# Input for this task:
- - -

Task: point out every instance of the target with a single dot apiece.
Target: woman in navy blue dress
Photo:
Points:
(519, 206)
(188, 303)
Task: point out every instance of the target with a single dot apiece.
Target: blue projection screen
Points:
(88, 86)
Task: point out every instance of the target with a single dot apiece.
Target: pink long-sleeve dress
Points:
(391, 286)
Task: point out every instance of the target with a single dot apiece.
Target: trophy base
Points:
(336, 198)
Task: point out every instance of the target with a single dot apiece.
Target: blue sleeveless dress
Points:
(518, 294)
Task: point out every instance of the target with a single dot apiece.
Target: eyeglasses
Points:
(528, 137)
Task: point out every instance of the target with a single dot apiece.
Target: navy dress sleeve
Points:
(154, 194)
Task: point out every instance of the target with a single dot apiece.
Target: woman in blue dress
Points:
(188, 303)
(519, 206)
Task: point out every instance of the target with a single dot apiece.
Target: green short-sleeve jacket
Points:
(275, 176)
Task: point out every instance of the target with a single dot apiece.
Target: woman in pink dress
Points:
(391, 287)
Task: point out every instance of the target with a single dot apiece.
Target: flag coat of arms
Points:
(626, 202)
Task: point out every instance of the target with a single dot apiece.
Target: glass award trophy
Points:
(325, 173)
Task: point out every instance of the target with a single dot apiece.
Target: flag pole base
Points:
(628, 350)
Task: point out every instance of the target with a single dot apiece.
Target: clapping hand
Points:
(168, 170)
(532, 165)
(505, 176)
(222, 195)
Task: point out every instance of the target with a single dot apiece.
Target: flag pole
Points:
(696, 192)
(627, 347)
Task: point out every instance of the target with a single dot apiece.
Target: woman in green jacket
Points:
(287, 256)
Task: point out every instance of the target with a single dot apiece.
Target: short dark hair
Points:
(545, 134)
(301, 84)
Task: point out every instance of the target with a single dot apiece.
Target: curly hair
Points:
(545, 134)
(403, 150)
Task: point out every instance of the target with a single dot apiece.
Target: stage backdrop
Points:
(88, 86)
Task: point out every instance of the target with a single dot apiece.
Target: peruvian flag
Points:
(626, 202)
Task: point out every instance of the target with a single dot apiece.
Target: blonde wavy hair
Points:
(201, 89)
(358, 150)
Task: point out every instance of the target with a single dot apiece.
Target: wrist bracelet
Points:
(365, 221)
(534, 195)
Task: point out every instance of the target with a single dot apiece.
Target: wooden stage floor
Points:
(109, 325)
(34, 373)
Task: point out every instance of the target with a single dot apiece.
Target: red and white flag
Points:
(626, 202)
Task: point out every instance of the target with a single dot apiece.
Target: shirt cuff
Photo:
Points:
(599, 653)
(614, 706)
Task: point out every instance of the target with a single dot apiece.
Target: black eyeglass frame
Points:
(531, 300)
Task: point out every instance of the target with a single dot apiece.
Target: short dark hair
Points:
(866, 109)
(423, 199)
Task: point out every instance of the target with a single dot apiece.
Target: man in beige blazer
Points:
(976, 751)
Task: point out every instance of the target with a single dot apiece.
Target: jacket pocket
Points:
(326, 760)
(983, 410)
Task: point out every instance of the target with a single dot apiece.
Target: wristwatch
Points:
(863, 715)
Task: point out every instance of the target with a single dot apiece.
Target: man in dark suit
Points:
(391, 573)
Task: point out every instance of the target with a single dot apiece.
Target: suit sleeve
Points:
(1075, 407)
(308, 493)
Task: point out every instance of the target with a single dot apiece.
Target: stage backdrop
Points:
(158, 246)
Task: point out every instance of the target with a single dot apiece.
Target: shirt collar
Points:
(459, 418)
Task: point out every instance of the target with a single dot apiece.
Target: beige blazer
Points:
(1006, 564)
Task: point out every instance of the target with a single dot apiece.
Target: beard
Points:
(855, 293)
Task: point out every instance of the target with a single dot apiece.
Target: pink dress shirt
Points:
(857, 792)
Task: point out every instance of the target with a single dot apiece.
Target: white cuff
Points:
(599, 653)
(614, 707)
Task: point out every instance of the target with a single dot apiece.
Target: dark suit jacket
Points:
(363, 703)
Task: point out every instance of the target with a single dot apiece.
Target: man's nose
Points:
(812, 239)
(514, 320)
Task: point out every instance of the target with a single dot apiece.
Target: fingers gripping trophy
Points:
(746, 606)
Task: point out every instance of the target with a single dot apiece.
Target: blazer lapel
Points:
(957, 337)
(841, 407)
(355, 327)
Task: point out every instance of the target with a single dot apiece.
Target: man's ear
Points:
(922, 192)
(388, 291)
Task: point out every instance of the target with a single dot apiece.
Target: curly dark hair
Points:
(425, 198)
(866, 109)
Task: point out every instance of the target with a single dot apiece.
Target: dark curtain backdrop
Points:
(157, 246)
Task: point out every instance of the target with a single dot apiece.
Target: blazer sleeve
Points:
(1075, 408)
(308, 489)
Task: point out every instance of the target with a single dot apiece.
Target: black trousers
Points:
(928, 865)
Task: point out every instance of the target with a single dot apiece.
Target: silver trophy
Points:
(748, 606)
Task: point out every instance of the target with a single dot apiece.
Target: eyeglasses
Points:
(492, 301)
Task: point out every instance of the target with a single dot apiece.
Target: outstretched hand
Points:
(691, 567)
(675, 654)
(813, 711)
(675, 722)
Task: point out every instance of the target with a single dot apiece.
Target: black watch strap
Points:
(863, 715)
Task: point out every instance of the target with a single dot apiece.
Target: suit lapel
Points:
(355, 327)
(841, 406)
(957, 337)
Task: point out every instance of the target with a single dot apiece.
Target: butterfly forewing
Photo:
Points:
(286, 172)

- - -

# Work required:
Extract all the entries word for word.

# Full solution:
Task: point out every instance of the target with a single dot apiece.
Target: woman in navy blue dress
Photo:
Points:
(519, 206)
(188, 303)
Task: point out every instance of the target with a single dot apiece.
Target: blue projection screen
Points:
(88, 86)
Task: point out every instance of the target with a single dot apiece.
Target: pink long-sleeve dress
Points:
(391, 286)
Task: point out every instance of the target with a single dot apiece.
Target: trophy base
Points:
(336, 198)
Task: point out every instance of the target with a single dot apiece.
Target: blue sleeveless dress
Points:
(518, 294)
Task: point out every instance of the target with a single dot apiece.
Target: eyeglasses
Points:
(528, 137)
Task: point out every instance of the target with a single dot apiece.
Target: navy dress sleeve
Points:
(154, 194)
Task: point out every instance of the target with a single dot apiece.
Target: woman in blue dress
Points:
(188, 303)
(519, 206)
Task: point out every instance of the target with a single dot apiece.
Target: green short-sleeve jacket
Points:
(275, 176)
Task: point out every instance of the target with a single dot apiece.
Target: woman in pink dress
Points:
(391, 287)
Task: point out every instance of the target with a single dot apiece.
Target: flag coat of arms
Points:
(626, 202)
Task: point out every instance of the target with a single dot apiece.
Target: glass award trophy
Points:
(325, 173)
Task: point out every instance of the target with a single dot apiece.
Target: flag pole base
Points:
(628, 350)
Task: point out every instance of the target with a single dot apiece.
Target: clapping hand
Points:
(168, 170)
(532, 165)
(505, 176)
(222, 195)
Task: point out every instance of the target with a single dot apiece.
Target: flag pole
Points:
(696, 192)
(627, 347)
Task: point out every instance of the target with a single dot apiece.
Target: woman in green jacket
Points:
(287, 256)
Task: point out every instance of the target with a single dot apiece.
Target: short dark hair
Points:
(545, 134)
(301, 84)
Task: point out every instance of the target with a single dot apiece.
Target: curly hair
Points:
(545, 134)
(403, 150)
Task: point out every instance of the target with a single dot apiece.
Target: stage backdrop
Points:
(88, 86)
Task: point out every instance of the target with a single dot apiece.
Target: peruvian flag
Points:
(626, 202)
Task: point out every instance of the target with a single dot apiece.
Target: blonde wavy hair
Points:
(201, 89)
(358, 150)
Task: point out every instance of the target with a single dot apiece.
Target: wrist bracelet
Points:
(365, 221)
(534, 195)
Task: point out every instance of the target with a single dot apiece.
Target: wooden stage floor
Points:
(109, 325)
(34, 373)
Task: point out every instance of the target with a single dot apiece.
Target: red and white flag
Points:
(626, 202)
Task: point out every instance of the target with a single dot apiece.
Target: shirt cuff
Photo:
Points:
(599, 653)
(614, 706)
Task: point out every instance of the target with a single dot apiece.
Target: black eyeglass frame
Points:
(531, 300)
Task: point out every instance of the target with a single dot apiece.
Target: short dark hair
Points:
(866, 109)
(423, 199)
Task: point out every instance of the target with a single dot apiece.
Target: man in beige blazer
Points:
(976, 751)
Task: point out every instance of the target with a single dot apiece.
Target: jacket pocket
Points:
(326, 760)
(983, 410)
Task: point out every instance of the target with a single dot apiece.
Target: wristwatch
Points:
(863, 715)
Task: point out every instance of the target with a single dot apiece.
Target: man in dark suit
Points:
(391, 573)
Task: point out every instance of the target with a single dot apiece.
Target: suit sleeve
Points:
(1075, 407)
(308, 493)
Task: point out every instance of the target with a single dot apiece.
Target: stage backdrop
Points:
(158, 246)
Task: point out every instance of the target with a single dot apiece.
Target: shirt collar
Points:
(459, 418)
Task: point out every instance of the target with a single dot apiece.
Target: beige blazer
Points:
(1006, 564)
Task: point out every instance of the target with a single dot apiece.
Target: beard
Points:
(855, 293)
Task: point out every instance of the target with a single dot apiece.
Target: pink dress shirt
Points:
(857, 792)
Task: point out every instance of the target with a single dot apiece.
Target: white cuff
Points:
(599, 653)
(614, 707)
Task: point out every instance of the target with a single dot apiece.
Target: dark suit jacket
Points:
(363, 703)
Task: point out every instance of the target with a single dot apiece.
Target: man's nose
Points:
(812, 239)
(514, 320)
Task: point out every instance of the target with a single dot apiece.
Target: fingers gripping trophy
Points:
(746, 606)
Task: point out every instance of the target with a single dot apiece.
Target: blazer lapel
Points:
(957, 337)
(841, 407)
(355, 327)
Task: point out every instance of the target with a single dot apiece.
Target: man's ear
Points:
(922, 192)
(388, 291)
Task: point out every instance of the target with a single dot apiece.
Target: curly dark hair
Points:
(425, 198)
(866, 109)
Task: point out every instance of the target with a single dot apiece.
Target: dark curtain backdrop
Points:
(157, 246)
Task: point out every instance of the target with a single dot apiece.
Target: blazer sleeve
Points:
(1075, 408)
(308, 489)
Task: point out every instance of the target with a single dot apiece.
Target: black trousers
Points:
(928, 865)
Task: point out every instance of the target with a single dot apiece.
Target: silver trophy
Points:
(748, 606)
Task: point out every instance of the target with a single dot apiece.
Target: eyeglasses
Points:
(492, 301)
Task: point out every instance of the target with a single dot apiece.
Target: outstretched hand
Points:
(691, 567)
(675, 654)
(813, 711)
(675, 722)
Task: point out every instance of the target with a single dot apiece.
Target: black watch strap
Points:
(863, 715)
Task: point out every instance of the target with a single dot apiece.
Target: suit lapel
Points:
(355, 327)
(841, 406)
(957, 337)
Task: point out every instance of the target with a single dot apiece.
Target: butterfly forewing
Photo:
Points:
(286, 172)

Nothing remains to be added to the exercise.